▶ **Records supplied**
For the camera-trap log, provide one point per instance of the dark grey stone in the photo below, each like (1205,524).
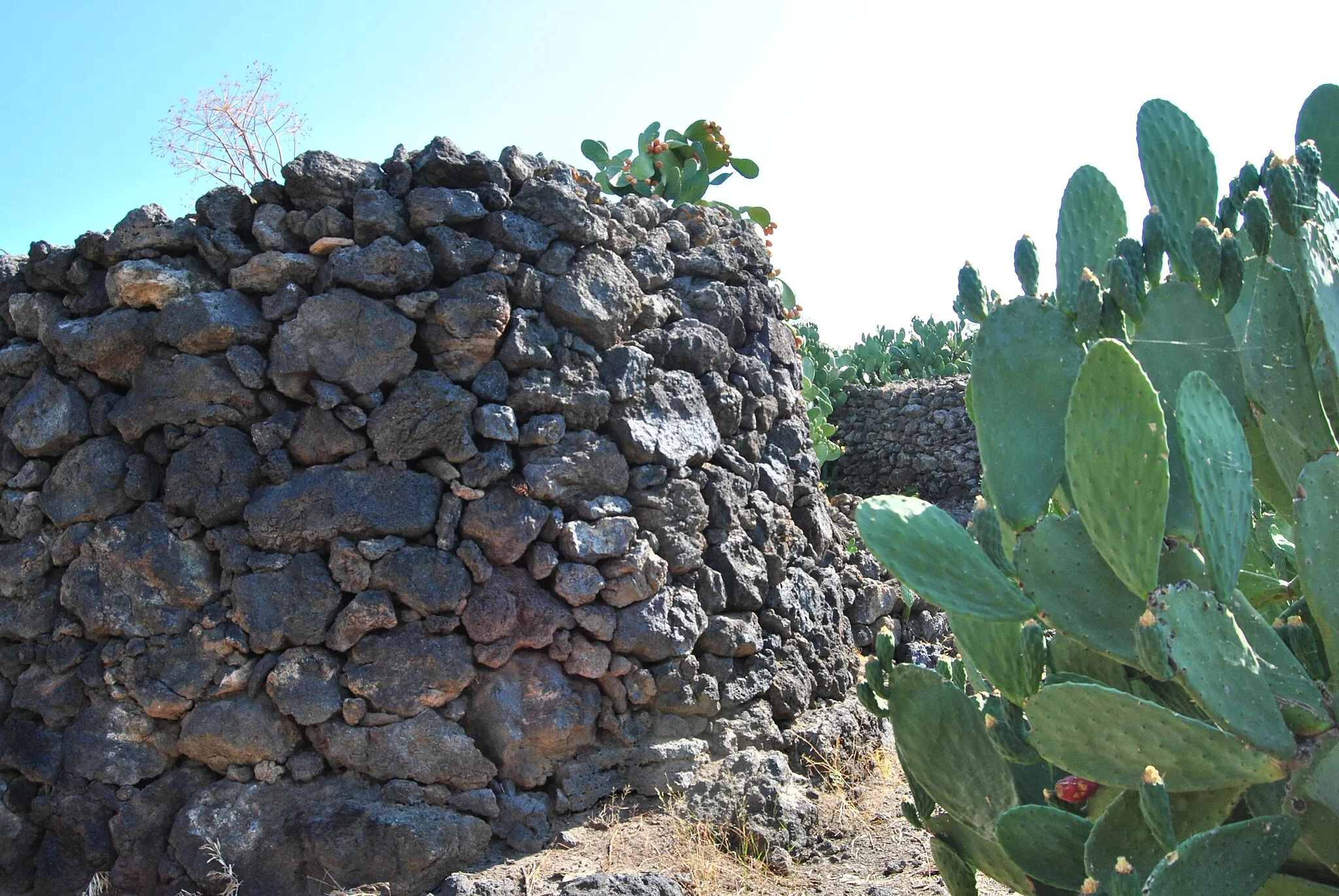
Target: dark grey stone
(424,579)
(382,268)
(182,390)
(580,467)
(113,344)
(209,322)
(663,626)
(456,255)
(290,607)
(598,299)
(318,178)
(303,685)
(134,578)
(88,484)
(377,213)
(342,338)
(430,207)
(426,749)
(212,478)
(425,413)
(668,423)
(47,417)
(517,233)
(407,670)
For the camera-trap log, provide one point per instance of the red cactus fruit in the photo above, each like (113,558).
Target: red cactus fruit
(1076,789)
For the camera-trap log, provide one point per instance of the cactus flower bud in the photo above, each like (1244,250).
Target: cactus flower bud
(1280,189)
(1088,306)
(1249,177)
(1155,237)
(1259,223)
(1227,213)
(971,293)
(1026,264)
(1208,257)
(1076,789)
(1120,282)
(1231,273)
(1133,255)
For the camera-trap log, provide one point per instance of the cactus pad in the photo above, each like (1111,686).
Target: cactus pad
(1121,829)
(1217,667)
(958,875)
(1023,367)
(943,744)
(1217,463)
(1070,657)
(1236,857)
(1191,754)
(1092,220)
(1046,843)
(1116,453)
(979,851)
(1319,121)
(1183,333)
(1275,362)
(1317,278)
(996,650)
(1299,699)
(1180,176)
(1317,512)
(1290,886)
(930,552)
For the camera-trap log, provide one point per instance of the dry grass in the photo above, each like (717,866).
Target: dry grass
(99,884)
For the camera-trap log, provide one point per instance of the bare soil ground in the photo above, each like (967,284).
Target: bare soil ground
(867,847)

▶ **The exercise**
Lay out every line of the items above as a numbered list, skipping blank lines and leaving out the pictures.

▶ **Problem solution**
1. For the camera-trap log, provide one point per instance of the dark grey stone in the photo below, each like (1205,524).
2. Target: dark grey stone
3. (424,579)
4. (382,268)
5. (182,390)
6. (580,467)
7. (113,344)
8. (209,322)
9. (663,626)
10. (456,255)
11. (290,607)
12. (598,299)
13. (318,178)
14. (303,685)
15. (134,578)
16. (88,484)
17. (377,213)
18. (342,338)
19. (430,207)
20. (426,749)
21. (212,478)
22. (425,413)
23. (668,423)
24. (47,417)
25. (517,233)
26. (407,670)
27. For the camera-trap log, provide one point per instance of the red cactus fruit in the photo above, each like (113,558).
28. Target: red cactus fruit
29. (1076,789)
30. For the camera-trap log, provide one point per instance of the cactus flower bud in the photo above, each like (1244,250).
31. Target: cactus flower bud
32. (1280,189)
33. (1088,306)
34. (1249,177)
35. (1155,237)
36. (1259,223)
37. (1227,213)
38. (971,293)
39. (1026,264)
40. (1208,257)
41. (1076,789)
42. (1120,282)
43. (1231,273)
44. (1133,255)
45. For the camera-trap log, provide one point per instance of the cactus pad in the photo above, each like (1111,686).
46. Target: cactus pad
47. (1121,829)
48. (1217,667)
49. (958,875)
50. (1023,367)
51. (943,744)
52. (1217,463)
53. (1070,657)
54. (1236,857)
55. (1191,754)
56. (1092,220)
57. (1046,843)
58. (1116,453)
59. (979,851)
60. (1319,121)
61. (1183,333)
62. (1275,362)
63. (1317,278)
64. (996,650)
65. (1299,699)
66. (1180,176)
67. (1317,512)
68. (1290,886)
69. (930,552)
70. For the camera-trap log, provide one point per instance of the dry grass in the photo above, each like (717,866).
71. Target: dry grass
72. (99,884)
73. For the camera-trap log, provide one point per instance of the bare soil ground in the photo above, each like (967,284).
74. Target: bare soil ground
75. (867,847)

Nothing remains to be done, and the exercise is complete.